— Start of Input material —

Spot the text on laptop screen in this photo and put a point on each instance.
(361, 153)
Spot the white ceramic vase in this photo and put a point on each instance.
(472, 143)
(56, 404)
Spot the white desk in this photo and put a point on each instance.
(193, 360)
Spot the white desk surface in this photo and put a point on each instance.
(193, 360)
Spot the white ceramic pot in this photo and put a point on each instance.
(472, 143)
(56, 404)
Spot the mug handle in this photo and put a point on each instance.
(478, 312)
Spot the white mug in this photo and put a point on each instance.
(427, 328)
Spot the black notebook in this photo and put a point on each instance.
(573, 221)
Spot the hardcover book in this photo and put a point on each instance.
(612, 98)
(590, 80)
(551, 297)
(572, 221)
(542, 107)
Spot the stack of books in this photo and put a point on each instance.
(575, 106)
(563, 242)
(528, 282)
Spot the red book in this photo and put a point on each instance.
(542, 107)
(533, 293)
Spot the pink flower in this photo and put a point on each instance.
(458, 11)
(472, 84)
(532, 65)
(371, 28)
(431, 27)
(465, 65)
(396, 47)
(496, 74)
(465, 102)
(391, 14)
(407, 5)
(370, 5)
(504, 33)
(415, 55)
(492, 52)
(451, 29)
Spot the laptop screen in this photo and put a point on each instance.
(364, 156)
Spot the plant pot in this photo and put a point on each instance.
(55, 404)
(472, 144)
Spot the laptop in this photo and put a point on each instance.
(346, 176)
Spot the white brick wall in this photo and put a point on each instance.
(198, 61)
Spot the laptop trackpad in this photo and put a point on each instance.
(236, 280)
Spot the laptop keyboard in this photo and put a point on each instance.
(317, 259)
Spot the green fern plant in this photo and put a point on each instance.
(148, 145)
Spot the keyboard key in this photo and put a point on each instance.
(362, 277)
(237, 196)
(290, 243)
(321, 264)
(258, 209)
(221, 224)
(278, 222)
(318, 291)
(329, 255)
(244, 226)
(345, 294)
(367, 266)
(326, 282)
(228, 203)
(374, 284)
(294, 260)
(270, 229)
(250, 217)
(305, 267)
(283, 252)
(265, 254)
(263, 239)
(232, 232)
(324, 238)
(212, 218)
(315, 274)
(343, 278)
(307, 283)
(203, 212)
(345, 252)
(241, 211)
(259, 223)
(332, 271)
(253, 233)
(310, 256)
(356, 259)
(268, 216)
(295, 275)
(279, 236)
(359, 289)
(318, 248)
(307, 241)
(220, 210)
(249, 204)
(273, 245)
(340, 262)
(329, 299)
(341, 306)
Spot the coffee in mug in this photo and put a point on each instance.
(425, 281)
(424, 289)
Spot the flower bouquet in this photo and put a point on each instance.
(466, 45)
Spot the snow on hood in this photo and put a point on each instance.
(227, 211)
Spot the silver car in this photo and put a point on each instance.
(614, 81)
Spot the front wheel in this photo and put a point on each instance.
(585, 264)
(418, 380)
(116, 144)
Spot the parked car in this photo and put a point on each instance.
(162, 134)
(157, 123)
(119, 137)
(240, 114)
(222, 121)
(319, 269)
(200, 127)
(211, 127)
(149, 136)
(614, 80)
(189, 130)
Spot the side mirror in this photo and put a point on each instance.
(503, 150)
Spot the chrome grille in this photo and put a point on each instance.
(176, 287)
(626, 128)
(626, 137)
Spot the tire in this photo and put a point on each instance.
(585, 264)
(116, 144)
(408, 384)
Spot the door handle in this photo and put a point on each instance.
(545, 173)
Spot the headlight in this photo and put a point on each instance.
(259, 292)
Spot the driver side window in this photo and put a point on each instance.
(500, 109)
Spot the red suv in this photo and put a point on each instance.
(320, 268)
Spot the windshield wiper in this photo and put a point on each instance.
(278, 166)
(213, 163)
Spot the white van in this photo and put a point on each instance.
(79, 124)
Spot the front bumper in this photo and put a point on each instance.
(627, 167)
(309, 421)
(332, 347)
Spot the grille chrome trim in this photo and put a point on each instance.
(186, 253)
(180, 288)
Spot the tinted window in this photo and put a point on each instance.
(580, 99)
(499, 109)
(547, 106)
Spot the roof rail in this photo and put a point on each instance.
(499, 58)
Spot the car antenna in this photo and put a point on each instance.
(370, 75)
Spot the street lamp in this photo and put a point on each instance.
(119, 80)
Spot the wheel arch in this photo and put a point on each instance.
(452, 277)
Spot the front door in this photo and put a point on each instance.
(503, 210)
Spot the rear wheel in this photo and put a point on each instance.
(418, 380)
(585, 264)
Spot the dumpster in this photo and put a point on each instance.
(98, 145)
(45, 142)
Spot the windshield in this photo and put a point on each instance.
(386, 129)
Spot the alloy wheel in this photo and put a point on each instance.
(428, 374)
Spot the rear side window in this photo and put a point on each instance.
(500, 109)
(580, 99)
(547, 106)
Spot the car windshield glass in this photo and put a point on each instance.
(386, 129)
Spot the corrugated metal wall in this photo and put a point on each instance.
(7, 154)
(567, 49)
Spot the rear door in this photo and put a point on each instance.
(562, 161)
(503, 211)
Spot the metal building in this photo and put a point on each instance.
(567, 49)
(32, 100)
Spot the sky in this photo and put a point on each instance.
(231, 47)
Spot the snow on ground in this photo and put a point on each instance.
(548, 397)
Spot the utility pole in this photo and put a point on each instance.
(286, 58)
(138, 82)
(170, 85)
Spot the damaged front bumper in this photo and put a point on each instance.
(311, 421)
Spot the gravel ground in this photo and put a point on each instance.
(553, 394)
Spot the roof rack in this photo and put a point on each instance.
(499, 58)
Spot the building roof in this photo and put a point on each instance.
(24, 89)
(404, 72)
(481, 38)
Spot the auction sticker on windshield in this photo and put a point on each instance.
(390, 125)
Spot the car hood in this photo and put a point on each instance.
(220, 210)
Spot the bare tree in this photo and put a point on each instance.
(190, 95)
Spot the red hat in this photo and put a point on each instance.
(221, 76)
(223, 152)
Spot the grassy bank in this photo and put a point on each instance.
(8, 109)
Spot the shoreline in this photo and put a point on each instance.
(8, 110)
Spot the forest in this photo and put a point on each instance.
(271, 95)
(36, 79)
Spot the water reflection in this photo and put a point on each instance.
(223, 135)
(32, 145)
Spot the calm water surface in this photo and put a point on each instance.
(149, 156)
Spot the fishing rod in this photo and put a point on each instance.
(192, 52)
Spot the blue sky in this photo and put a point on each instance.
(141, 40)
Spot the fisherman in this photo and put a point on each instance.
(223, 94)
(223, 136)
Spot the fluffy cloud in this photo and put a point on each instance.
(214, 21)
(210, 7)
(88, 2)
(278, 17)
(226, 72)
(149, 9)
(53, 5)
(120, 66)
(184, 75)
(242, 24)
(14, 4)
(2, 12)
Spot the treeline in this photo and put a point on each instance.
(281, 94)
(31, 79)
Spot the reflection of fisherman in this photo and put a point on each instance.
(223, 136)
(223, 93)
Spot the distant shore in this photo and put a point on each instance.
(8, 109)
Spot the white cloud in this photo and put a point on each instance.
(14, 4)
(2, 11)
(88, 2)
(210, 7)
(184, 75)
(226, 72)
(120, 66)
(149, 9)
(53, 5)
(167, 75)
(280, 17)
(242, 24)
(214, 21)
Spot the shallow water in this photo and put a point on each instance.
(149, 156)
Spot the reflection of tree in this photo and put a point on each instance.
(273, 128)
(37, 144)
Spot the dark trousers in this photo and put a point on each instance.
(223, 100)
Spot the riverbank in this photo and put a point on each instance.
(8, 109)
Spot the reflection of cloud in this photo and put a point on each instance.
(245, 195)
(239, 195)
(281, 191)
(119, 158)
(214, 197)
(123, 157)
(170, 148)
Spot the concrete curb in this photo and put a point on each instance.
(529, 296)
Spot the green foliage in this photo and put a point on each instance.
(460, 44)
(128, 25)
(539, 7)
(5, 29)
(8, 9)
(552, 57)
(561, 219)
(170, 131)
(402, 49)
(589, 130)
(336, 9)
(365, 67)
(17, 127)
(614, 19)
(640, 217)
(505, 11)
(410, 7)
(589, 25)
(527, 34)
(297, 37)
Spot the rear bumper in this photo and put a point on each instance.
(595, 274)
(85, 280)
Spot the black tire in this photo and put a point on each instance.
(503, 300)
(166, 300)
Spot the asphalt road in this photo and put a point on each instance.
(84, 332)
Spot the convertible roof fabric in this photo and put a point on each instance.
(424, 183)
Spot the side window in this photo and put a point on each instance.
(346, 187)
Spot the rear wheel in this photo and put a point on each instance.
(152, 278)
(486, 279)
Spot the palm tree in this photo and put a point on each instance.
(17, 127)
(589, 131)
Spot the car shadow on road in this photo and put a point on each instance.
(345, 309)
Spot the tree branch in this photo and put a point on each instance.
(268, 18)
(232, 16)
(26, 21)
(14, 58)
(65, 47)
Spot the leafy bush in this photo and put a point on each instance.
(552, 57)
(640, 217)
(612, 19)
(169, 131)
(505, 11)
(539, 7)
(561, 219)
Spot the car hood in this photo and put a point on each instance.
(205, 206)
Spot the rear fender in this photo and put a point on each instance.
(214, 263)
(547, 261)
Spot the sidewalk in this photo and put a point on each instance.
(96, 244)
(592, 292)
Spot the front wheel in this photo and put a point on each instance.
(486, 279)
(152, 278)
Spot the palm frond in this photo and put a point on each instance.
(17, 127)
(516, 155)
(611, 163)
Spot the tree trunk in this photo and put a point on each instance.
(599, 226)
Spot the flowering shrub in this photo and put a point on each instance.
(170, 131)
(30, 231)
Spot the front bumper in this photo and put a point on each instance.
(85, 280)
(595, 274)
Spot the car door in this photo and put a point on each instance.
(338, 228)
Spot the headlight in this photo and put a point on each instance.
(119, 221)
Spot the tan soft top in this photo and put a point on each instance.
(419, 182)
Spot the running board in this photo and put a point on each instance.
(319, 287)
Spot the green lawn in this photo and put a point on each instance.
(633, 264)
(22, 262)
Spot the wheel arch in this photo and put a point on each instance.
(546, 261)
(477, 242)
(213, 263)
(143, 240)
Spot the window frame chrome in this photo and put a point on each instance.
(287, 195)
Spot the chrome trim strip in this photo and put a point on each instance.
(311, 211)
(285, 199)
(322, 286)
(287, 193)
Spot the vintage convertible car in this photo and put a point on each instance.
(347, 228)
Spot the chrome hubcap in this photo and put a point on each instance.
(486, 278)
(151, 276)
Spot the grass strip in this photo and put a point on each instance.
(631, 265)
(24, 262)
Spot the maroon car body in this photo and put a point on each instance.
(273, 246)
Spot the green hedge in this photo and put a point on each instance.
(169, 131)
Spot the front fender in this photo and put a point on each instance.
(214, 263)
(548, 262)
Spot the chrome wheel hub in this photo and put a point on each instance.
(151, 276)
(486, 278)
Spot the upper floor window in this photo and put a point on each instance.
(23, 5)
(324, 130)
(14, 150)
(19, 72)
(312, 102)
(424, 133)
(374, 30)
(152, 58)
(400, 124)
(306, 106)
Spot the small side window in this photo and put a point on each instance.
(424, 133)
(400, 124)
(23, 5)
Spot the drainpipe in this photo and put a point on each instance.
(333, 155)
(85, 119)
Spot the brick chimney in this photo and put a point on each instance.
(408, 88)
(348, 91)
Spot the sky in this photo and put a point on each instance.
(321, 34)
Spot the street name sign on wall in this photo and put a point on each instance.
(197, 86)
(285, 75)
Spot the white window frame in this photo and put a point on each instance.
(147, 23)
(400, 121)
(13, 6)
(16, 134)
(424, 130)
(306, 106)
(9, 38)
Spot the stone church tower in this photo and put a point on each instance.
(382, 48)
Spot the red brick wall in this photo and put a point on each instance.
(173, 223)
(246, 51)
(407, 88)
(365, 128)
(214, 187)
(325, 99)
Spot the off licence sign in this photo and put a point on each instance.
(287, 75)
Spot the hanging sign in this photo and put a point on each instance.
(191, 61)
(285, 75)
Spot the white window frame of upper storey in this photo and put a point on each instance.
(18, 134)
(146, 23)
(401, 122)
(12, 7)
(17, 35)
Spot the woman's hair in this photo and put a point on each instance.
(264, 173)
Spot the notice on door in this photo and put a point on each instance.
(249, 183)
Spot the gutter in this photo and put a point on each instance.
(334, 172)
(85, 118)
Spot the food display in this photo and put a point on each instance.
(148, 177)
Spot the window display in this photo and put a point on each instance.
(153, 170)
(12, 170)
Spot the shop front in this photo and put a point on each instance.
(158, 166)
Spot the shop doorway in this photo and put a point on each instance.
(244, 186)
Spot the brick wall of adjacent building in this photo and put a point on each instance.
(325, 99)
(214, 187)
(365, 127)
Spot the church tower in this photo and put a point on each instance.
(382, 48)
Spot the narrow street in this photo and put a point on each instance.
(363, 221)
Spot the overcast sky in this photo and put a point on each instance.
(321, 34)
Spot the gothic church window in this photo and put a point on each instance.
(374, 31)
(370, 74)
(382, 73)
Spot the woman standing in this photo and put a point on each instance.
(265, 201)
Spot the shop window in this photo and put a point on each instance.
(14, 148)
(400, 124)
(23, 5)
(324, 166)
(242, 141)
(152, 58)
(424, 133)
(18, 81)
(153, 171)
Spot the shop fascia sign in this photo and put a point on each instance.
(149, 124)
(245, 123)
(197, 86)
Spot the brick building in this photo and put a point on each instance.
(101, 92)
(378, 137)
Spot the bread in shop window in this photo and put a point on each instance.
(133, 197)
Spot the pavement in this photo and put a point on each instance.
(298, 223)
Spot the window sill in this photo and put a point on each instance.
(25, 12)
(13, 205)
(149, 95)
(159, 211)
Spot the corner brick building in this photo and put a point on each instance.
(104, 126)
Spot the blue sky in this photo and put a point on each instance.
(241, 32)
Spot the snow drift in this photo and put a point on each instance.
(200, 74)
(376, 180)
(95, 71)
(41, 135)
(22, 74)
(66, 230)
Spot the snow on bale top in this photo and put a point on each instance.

— End of Input material —

Task to complete >> Everything from the line containing "Spot the church" to the last line of the entries above should be quoted exactly, and only that.

Result >>
Spot the church tower in this photo and put a point on each instance.
(382, 48)
Spot the narrow street in this photo and put a point on each instance.
(363, 221)
Spot the overcast sky in this photo and put a point on each instance.
(321, 34)
Spot the gothic church window in this photo and put a point on each instance.
(374, 31)
(370, 74)
(382, 73)
Spot the woman standing in this photo and put a point on each instance.
(265, 201)
Spot the shop window in this photo and put a point on each instance.
(14, 148)
(400, 124)
(23, 5)
(324, 166)
(242, 141)
(152, 58)
(424, 133)
(18, 81)
(153, 171)
Spot the shop fascia sign in this photo and put a point on each instance.
(149, 124)
(245, 123)
(197, 86)
Spot the brick building in this photo and put a point on each instance.
(101, 92)
(378, 137)
Spot the bread in shop window in this photo and put a point on each instance.
(133, 197)
Spot the pavement in this photo and put a point on each instance.
(298, 223)
Spot the window sill in this photo and put a point on each instance.
(25, 12)
(13, 205)
(149, 95)
(159, 211)
Spot the corner brick building in this photo and put a point on each instance.
(104, 126)
Spot the blue sky in this photo and put a point on each instance.
(241, 32)
Spot the snow drift in this photo and put a point on each instance.
(200, 74)
(376, 180)
(95, 71)
(41, 135)
(22, 74)
(66, 230)
Spot the snow on bale top in this photo and put a point on each instance.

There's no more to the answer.